> _Records supplied_:

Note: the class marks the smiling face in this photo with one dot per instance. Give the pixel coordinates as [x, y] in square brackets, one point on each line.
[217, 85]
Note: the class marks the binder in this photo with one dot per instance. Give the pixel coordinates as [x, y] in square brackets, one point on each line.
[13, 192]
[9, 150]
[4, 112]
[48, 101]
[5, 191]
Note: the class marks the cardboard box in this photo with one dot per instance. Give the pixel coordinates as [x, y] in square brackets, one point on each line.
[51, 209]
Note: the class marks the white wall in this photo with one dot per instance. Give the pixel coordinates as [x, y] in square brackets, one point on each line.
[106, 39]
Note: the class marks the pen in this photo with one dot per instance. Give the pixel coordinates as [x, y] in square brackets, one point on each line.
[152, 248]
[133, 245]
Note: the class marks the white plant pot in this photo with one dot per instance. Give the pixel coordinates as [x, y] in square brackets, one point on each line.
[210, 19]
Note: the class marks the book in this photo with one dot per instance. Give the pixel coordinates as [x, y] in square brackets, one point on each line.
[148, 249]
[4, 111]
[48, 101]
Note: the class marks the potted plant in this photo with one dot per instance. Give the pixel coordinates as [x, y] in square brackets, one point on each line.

> _To do_:
A verbatim restatement of all the entries above is required.

> _Reply to the task_:
Note: the class marks the smiling face in this photo with one dot per instance. Give the pixel coordinates as [x, y] in square brackets, one point on each line.
[217, 85]
Note: the class marks the binder in this photo with one dot per instance. Give the pixel coordinates as [x, y] in square brackets, one point on each line.
[13, 192]
[9, 150]
[4, 112]
[48, 101]
[5, 191]
Note: the class marks the cardboard box in this photo with one dot per instance. Give the pixel coordinates as [x, y] in square brackets, one point on each line.
[51, 209]
Note: the class marks the white wall in this photo with one dot per instance. Give the pixel coordinates as [x, y] in square brackets, one point on each line.
[106, 39]
Note: the class marks the pen in this photo with one dot per instance. Give the pixel coordinates as [x, y] in square brackets, one point on each line.
[152, 248]
[133, 245]
Note: the class marks the white plant pot in this photo with one dot per instance. Give the pixel coordinates as [x, y] in square brackets, one point on each line.
[210, 19]
Note: the class marks the book in this photo with one dot per instance. Give the pixel coordinates as [x, y] in square brackets, one point on each line.
[148, 249]
[4, 111]
[48, 101]
Note: the class marks the potted plant in this photo with one dot per instance. Give the pixel coordinates as [x, y] in square brackets, one point on each line.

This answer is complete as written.